### Work task 1:
Retype the politics text word for word, everything from "How can we adopt" down to "build forward together?".
### Work task 2:
According to the politics text, what have the young acquired through modern media and education?
### Work task 3:
Give what follows the final line of the politics text.
Top of Page text
How can we adopt a lifestyle that emphasizes our quality of life and material sufficiency in a finite world?
Politics
Every organized society needs good governance reflecting justice and care for the common good, from the local and national to the global levels. Yet too much of politics today is based on fragmentation and conflict rather than building unity and concord. Are there alternatives to partisan politics that draw on the strengths of human social and cultural diversity? Too often established elites, the rich and powerful, corrupt kleptocrats and especially old men, dominate the political scene and youth are marginalized. Yet the young have acquired through modern media and education great capacities to lead constructive change. What are some positive ways forward?
Which kind of future do we want to build forward together?
How can we involve many people in the change?
What can youth do to earn a place at the table?
Some approaches to explore in building forward are:
- Drawing strength from spiritual and ethical ideals like the Earth Charter, and the fundamental truth underlying all religions.
Bottom of Page text
Top of Records provided
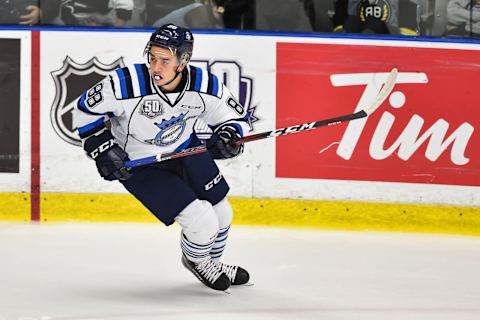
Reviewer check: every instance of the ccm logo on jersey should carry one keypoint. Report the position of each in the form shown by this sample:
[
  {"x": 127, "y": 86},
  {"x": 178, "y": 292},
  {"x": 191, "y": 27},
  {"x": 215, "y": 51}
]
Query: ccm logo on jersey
[
  {"x": 215, "y": 180},
  {"x": 102, "y": 148}
]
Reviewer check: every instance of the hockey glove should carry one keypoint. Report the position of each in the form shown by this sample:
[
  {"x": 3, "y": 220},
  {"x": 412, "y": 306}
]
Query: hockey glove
[
  {"x": 109, "y": 157},
  {"x": 222, "y": 143}
]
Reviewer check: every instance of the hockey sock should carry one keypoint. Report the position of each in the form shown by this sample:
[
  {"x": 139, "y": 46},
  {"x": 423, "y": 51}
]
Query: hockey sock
[
  {"x": 224, "y": 213},
  {"x": 219, "y": 244},
  {"x": 199, "y": 230}
]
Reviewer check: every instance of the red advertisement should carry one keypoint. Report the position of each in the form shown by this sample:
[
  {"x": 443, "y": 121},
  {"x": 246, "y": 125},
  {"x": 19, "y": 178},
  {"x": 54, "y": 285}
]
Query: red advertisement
[{"x": 425, "y": 131}]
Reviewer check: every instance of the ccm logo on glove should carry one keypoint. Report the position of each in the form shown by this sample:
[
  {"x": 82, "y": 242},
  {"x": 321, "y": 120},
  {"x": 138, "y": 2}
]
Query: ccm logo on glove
[{"x": 102, "y": 148}]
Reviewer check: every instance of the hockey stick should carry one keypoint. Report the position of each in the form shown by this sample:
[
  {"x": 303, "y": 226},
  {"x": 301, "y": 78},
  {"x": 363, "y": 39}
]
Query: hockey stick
[{"x": 382, "y": 95}]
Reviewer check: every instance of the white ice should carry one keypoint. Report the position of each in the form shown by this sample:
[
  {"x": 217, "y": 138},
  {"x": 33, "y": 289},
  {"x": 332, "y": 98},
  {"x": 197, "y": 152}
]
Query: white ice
Bottom of Records provided
### Task output 1:
How can we adopt a lifestyle that emphasizes our quality of life and material sufficiency in a finite world?
Politics
Every organized society needs good governance reflecting justice and care for the common good, from the local and national to the global levels. Yet too much of politics today is based on fragmentation and conflict rather than building unity and concord. Are there alternatives to partisan politics that draw on the strengths of human social and cultural diversity? Too often established elites, the rich and powerful, corrupt kleptocrats and especially old men, dominate the political scene and youth are marginalized. Yet the young have acquired through modern media and education great capacities to lead constructive change. What are some positive ways forward?
Which kind of future do we want to build forward together?

### Task output 2:
Great capacities to lead constructive change.

### Task output 3:
- Using the power of science and the complementary need for ethics and values.
- Going beyond words to acts.
- Finding new constructive and responsible ways to make a living, with careers coherent with our values.
- Creating and being open to innovation, and alternative business models.
- Working around the forces of resistance in peaceful, constructive ways forward.
- Turning to older generations and their wisdom for accompaniment and finding ways to organize this.
- Building partnerships and momentum through the new media.
- Rethinking lifestyles and consumption patterns, resisting recuperation.
- Helping everyone to find their own place.
- Working to create a new reality starting in our own neighbourhood or community.
- Helping the coming generation of youth and children.
ORGANIZATION
Given the uncertainty around the pandemic, the youth would prefer to organize the Forum as an online event which could have global reach and would have less environmental impact. The ECPD Youth Network is already operating at this scale, with participation from Asia, Africa and Latin America. If the ECPD insists that there be a Youth Forum in person in Belgrade, it should be hybrid with an online component to include this larger circle, which would require the necessary technological arrangements at the meeting location. The format both days should be more interactive.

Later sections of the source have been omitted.